== SELECTED EXTRACT ==
WA sheep producers with old NVDs hit by $15-$20 discounts

Terry Sim, January 13, 2016

SHEEP producers trying to sell stock with old National Vendor Declarations in Western Australia this week have been hit by discounts of up to $20 on mutton and $15 at the Muchea saleyards.

The National Livestock Reporting Service said the inclusion of lambs with invalid NVD declarations created an erratic market at Muchea on Tuesday and some lamb drafts were discounted by up to $15.

The Muchea ewe price fall of $5-15 was largely blamed on invalid declarations with some sheep drafts discounted by up to $20.

The NLRS market reporter estimates at Muchea have sounded a warning of the discounts farmers risk nationally by attempting to sell sheep and lambs with out-of-date NVDs.

SAFEMEAT has been advising the industry for months that all non-current forms of the Livestock Production Assurance National Vendor Declaration (LPA NVD) will no longer be accepted after November 16 2015.

All NVD versions other than the current version labelled 0413 are being phased out. A current NVD is needed for any future movements of all LPA accredited livestock (sheep, lambs, goats and cattle), including property to property, through saleyards, direct to processors, feedlots, and to the live export trade. The current LPA NVD for bobby calves is version 0412 and was released in 2012.

Elders livestock sales manager for Western Australia Tom Marron said discounting because of old NVDs had been going on for months, despite reminders by agents to producers to update their declaration books.

“That’s Australia-wide, it is just not here.”

Western Australian Meat Industry Authority support services manager Dave Saunders said export buyers have been discounting stock with old NVDs at the Muchea saleyards for weeks.

“For whatever reason it has come to the fore this week.

“The processors have elected not to purchase sheep from vendors who haven’t supplied a current NVD.”
===
STATED GOAL A
In the article on old NVDs, which version number is given for the current LPA NVD?
The entries that follow have no connection to the article.
== INFORMATION PROVIDED ==
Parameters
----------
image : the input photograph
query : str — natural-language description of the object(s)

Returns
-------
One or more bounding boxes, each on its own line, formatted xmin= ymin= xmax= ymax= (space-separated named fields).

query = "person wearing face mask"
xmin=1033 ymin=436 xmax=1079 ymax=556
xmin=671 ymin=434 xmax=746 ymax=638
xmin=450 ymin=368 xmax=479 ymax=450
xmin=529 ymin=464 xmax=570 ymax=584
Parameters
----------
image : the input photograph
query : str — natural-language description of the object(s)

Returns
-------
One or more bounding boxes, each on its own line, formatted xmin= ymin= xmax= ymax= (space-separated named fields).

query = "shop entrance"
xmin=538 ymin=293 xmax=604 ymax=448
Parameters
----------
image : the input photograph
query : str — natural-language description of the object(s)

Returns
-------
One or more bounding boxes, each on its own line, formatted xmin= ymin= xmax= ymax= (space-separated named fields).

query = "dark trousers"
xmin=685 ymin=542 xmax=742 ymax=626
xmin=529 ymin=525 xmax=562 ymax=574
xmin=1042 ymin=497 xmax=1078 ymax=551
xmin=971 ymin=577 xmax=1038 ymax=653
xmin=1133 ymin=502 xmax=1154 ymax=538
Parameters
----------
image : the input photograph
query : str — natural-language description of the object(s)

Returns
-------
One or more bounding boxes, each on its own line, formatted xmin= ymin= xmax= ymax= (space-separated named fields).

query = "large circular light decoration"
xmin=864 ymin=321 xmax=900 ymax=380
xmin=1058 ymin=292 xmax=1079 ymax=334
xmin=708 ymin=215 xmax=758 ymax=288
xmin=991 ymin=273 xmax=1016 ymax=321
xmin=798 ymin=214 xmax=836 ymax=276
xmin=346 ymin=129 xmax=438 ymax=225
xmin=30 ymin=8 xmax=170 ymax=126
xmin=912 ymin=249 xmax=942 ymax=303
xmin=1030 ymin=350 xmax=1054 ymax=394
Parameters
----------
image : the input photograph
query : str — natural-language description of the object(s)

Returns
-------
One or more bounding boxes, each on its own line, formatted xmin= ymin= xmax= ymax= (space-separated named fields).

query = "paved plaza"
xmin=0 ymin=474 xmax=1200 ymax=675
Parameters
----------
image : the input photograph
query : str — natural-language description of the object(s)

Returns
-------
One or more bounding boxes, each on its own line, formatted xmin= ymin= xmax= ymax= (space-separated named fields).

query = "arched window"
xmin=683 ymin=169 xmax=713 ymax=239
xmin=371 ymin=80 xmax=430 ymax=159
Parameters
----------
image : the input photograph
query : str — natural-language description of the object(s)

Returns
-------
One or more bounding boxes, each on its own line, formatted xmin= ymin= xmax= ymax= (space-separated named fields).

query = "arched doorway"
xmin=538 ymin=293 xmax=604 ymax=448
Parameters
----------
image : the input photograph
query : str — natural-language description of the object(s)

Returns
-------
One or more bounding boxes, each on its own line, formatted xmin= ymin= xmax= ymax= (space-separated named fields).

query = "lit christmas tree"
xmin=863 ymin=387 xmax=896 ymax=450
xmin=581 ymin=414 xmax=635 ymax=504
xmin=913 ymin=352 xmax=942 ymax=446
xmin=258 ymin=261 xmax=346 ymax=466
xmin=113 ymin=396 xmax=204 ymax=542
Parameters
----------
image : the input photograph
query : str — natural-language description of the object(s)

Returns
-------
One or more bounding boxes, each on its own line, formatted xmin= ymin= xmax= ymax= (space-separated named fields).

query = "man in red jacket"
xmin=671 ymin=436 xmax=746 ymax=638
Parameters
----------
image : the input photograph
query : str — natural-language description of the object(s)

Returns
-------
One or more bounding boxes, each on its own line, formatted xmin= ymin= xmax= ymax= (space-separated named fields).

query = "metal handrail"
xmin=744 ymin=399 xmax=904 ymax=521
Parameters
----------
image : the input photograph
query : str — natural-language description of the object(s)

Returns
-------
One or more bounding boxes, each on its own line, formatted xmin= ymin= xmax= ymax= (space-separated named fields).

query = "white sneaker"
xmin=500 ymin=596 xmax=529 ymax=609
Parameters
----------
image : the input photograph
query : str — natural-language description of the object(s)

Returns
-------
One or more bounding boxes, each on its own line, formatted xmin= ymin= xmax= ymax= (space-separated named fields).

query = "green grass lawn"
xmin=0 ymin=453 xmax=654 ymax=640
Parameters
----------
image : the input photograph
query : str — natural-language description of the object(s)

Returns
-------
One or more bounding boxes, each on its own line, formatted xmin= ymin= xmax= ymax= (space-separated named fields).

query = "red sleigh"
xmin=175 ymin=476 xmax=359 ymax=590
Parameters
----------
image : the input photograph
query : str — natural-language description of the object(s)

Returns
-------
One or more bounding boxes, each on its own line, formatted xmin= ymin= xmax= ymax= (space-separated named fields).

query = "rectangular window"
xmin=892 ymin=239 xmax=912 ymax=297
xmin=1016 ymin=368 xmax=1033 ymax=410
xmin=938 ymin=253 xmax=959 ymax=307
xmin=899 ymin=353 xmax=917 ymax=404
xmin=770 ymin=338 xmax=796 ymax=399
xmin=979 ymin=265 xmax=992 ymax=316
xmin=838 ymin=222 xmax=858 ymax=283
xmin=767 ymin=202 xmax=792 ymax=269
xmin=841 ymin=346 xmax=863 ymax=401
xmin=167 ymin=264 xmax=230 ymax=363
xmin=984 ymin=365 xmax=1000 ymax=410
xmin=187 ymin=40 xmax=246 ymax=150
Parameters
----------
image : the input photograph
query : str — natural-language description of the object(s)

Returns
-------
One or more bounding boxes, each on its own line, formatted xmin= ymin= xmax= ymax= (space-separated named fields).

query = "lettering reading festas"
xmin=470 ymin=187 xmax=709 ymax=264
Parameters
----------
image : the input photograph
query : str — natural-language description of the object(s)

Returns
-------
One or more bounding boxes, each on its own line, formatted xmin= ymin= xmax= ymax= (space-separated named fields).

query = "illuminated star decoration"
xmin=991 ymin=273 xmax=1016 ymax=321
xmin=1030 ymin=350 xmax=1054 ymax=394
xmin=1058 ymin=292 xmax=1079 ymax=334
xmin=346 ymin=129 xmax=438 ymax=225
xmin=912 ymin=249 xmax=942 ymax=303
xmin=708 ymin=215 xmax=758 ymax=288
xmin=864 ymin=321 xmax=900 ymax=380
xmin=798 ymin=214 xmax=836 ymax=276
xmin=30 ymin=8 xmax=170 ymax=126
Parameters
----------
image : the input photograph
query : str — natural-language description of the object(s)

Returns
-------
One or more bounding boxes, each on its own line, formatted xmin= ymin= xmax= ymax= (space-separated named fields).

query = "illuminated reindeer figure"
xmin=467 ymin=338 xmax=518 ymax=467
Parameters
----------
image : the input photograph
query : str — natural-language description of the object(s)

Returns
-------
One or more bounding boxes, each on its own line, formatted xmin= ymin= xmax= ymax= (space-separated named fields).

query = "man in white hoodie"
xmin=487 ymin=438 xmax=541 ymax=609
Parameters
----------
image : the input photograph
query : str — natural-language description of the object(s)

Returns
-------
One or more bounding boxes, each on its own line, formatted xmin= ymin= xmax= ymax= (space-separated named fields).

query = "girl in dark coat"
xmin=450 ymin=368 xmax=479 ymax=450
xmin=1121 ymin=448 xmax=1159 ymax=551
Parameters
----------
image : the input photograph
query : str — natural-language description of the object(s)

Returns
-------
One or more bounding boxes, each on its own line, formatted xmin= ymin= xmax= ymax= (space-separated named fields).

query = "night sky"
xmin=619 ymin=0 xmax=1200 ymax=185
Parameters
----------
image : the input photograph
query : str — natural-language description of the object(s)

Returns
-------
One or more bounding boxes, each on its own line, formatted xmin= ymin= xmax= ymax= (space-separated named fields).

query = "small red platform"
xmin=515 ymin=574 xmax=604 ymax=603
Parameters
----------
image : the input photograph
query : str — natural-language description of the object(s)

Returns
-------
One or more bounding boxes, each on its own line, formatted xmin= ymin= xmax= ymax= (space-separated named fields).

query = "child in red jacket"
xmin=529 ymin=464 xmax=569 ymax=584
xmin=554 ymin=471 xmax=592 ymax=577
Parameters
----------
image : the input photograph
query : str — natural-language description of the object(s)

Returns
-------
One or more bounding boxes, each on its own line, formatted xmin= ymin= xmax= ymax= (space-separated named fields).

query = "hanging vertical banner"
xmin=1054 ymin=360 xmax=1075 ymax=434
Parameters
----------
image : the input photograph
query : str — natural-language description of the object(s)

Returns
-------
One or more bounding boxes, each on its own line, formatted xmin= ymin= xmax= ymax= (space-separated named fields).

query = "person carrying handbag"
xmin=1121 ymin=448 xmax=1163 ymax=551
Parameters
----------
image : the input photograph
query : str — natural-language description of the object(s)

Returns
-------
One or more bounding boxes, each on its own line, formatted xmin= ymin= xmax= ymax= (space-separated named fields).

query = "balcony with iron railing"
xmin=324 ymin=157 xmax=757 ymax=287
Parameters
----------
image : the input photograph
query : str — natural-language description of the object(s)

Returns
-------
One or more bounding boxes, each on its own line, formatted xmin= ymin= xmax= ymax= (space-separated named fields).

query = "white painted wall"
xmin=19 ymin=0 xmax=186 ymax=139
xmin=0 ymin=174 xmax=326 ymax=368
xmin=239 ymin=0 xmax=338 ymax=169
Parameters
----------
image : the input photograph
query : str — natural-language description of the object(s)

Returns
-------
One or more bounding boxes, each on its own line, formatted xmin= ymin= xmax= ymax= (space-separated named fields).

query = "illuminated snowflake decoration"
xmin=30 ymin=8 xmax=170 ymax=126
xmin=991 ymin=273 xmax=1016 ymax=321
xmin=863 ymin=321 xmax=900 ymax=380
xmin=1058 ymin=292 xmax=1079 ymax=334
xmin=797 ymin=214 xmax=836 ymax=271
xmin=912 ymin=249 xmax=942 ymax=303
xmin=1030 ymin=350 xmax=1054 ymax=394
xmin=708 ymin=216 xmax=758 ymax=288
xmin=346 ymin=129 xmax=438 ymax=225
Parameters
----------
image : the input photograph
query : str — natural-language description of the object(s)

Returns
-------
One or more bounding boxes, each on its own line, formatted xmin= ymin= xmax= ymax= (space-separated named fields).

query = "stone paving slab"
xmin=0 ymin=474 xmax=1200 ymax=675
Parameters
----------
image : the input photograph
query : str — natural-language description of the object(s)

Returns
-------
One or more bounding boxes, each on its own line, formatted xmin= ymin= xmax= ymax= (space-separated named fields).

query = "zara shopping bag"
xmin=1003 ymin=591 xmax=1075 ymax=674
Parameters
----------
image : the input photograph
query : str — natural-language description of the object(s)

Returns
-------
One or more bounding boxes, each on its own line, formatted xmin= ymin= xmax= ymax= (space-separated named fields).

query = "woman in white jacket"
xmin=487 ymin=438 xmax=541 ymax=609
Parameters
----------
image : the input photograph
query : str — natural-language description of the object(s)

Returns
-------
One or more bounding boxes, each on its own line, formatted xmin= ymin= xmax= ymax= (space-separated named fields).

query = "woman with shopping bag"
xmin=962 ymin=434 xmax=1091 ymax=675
===
STATED GOAL B
Report each line of the entries that contains the string "decoration". Case counts.

RESULT A
Version 0413.

RESULT B
query = "large circular light decoration"
query = "illuminated star decoration"
query = "illuminated snowflake decoration"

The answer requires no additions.